→ **PASSAGE TO READ**:
□ □ □

Can My Sephora Storefront Compete With LTK And ShopMy For Creator Commerce Supremacy?

Sephora wants in on the $250 billion creator economy.

Artemis Patrick, president and CEO of Sephora North America, announced during the Fast Company Innovation Festival last week that the beauty specialty retailer is officially launching affiliate platform My Sephora Storefront next month. Currently in alpha testing, the platform will enable United States-based content creators to customize digital storefronts integrated within Sephora’s website and app.

They will also be able to share shoppable links for Sephora’s brands on social media platforms and with the chain’s Beauty Insider loyalty program. For their participation, they’ll receive annual commissions and visibility into performance through detailed analytics. Sephora is building My Sephora Storefront in partnership with creator commerce technology company Motom.

Coming off the Sept. 4 launch of Hailey Bieber’s brand Rhode, which was the largest in its history and estimated by market research and analytics firm YipitData to have exceeded $10 million in retail sales in its first two days at the retailer, Sephora knows full well the power of influence as a business accelerant. According to a study by social media tool Sprout Social, 61% of consumers report they trust influencer recommendations more than brand marketing.

But Sephora is hardly alone in working the affiliate angle. Vogue is premiering its affiliate platform Vette early next year. The neophytes will be up against giants like LTK, ShopMy and Amazon that have established incentives and relationships. Fueling $5 billion in annual sales, LTK has approximately 40 million monthly shoppers and a library of over 1 million brands across consumer categories, including beauty. ShopMy’s network encompasses over 175,000 creators and 50,000-plus brands. Amazon Associates is the largest affiliate network in the world, with an estimated 900,000 affiliate partners.

Curious to find out what beauty industry insiders think about Sephora’s big affiliate grab, for this edition of our ongoing series posing questions relevant to indie beauty, we asked 10 marketers, affiliate experts, consultants and founders the following: How can Sephora’s new affiliate platform successfully compete with ShopMy and LTK? Could it surpass them in the future? How can it best work with brands and creators to drive sales?

Alex Perez-Tenessa Founder and CEO, Trendio

I think it's going to be hard. There's a history of retailers trying to build a social media presence with limited success. Amazon has failed more than once, and I have to imagine it won't be easy for Sephora either. The fundamental issue is the difference between traffic and audience. 

Sephora has traffic: People who come to shop. But it doesn’t have an audience: People who come to spend time. Building an audience is hard and expensive, and audiences rarely go to retailers intuitively. Sephora would be better served by leaning into its strength: figuring out how to integrate creator videos into product detail pages in a way that truly supports conversion.

The first priority should be nailing the video experience on product detail pages since that’s where Sephora can most directly move the sales needle. Beyond that, if Sephora wants to borrow from the success of LTK or ShopMy, the key will be creating a highly operational ecosystem for brand-creator collaboration, a setup where it’s easy for brands and creators to connect, collaborate and share upside with limited risk on both sides.

□ □ □

→ **DATA EXCERPT**:
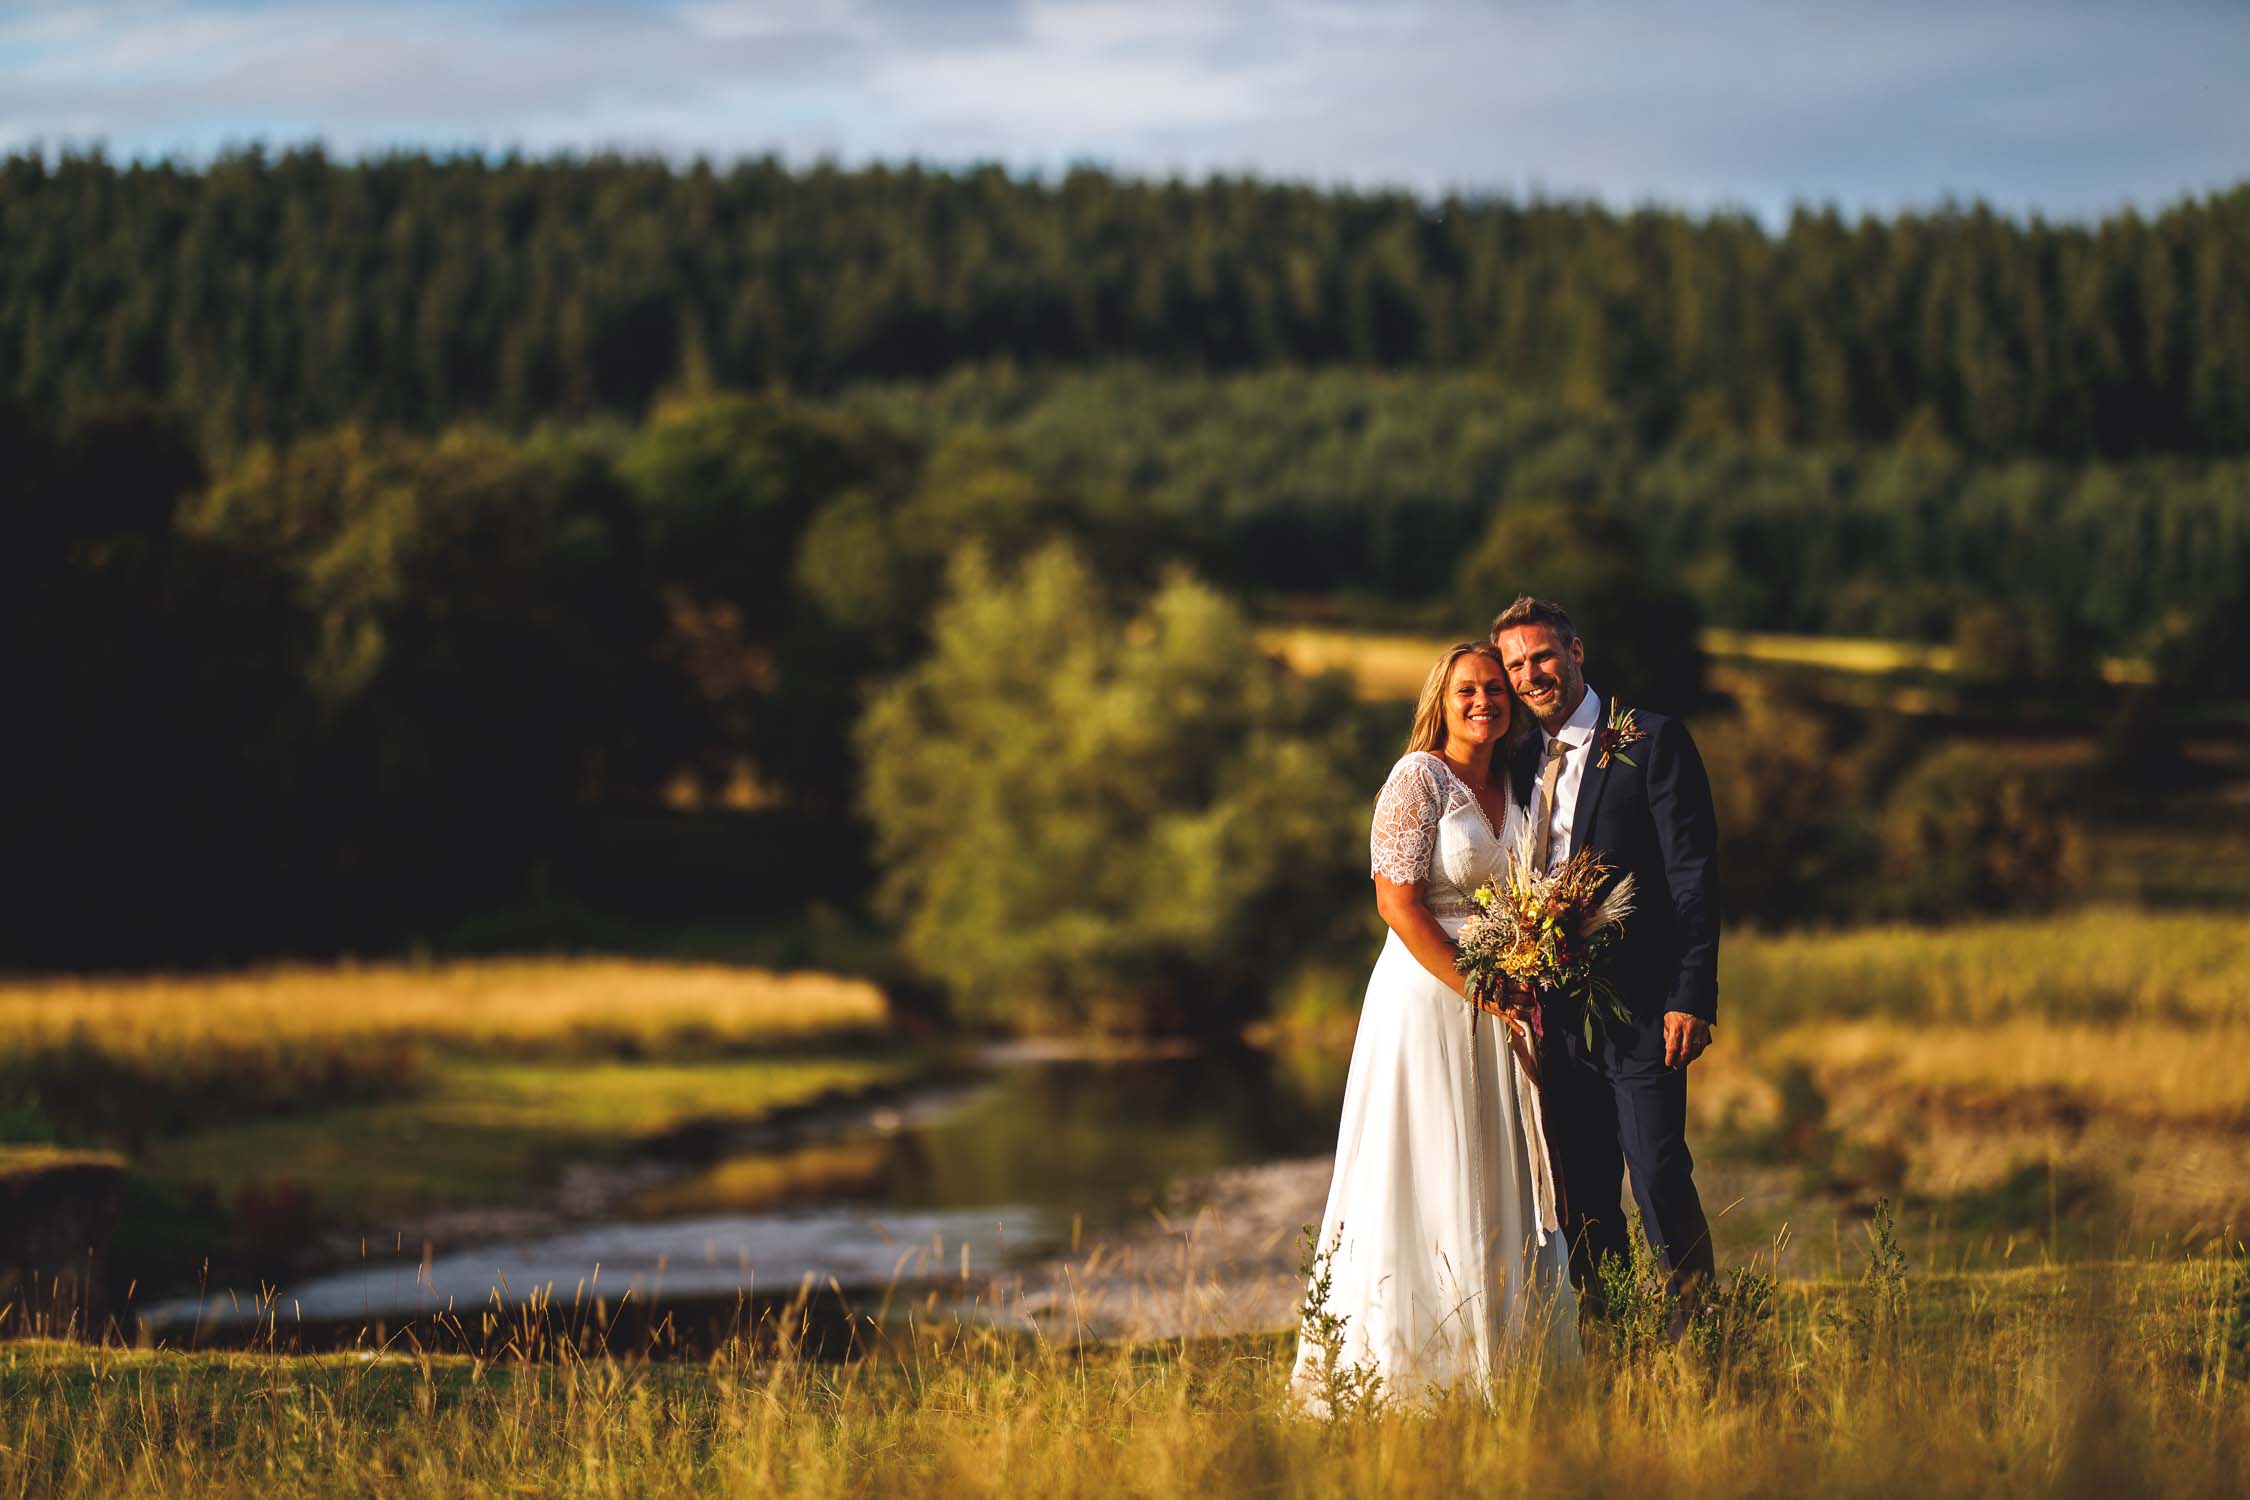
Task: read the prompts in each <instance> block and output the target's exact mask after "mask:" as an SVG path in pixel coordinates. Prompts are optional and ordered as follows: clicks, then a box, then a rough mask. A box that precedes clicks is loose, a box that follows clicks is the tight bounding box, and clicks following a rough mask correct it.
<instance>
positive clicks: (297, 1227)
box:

□ □ □

→ **PARTS OF THE EXERCISE**:
#1 According to the article on Sephora's affiliate platform, which company is Sephora building My Sephora Storefront with?
#2 Write the next part of the article on Sephora's affiliate platform, picking up after its final sentence.
The lines above are separate material, unrelated to the article on Sephora's affiliate platform.

→ **ANSWER SET**:
#1 Motom, a creator commerce technology company.

#2
Just as importantly, Sephora needs to make creators feel valued and elevated, not like a second-class sales force, so that participating feels aspirational, not transactional.

Renee Ogaki Founder and CEO, Ogaki Digital

One of the reasons creators have embraced platforms like ShopMy and LTK is their ability to aggregate earnings across multiple retailers. A single dashboard that shows all commissions and sales provides visibility and simplicity that creators deeply value. For Sephora to truly compete, they’ll need to acknowledge this expectation. Though they can’t provide multi-retailer data, they should lean into transparency around commissions and performance metrics to give creators a similar sense of control and insight.

We’ve also seen that single-retailer affiliate programs can work when there is a powerful retailer behind the program, looking at Amazon as the prime example. Sephora has the potential to replicate that type of success within the prestige beauty category because, like Amazon, it already owns the full customer journey. Search, trust, checkout and loyalty are all native to its ecosystem. That gives it a structural advantage over third-party platforms that operate one step removed from the actual point of sale.

Ultimately, Sephora can surpass other affiliate platforms if it blends its retail dominance with a creator-first approach. Amazon, LTK and ShopMy have already proven how powerful these creator commerce programs can be. Sephora has the chance to elevate that model by making it community-driven and deeply integrated with beauty culture.

The biggest opportunity for Sephora is to design a system that feels less like a transactional tool and more like a true community ecosystem. Amazon has already proven that a single-retailer affiliate program can scale globally, but it’s inherently transactional. Creators don’t build identity or culture there.

ShopMy and LTK, by contrast, have built loyal creator bases because they deliver community alongside visibility, control and consolidated data across retailers. That “one-stop view” of earnings is what makes those platforms so sticky.

Sephora won’t be able to offer multi-retailer aggregation, but it can lean into what it already does best: community and culture. If My Sephora Storefront is positioned not just as a sales tool but as a cultural hub, an extension of programs like Sephora Squad, Derm Board and Artist List, it can empower creators to showcase expertise, trends and authentic storytelling in a way that feels prestige and purposeful.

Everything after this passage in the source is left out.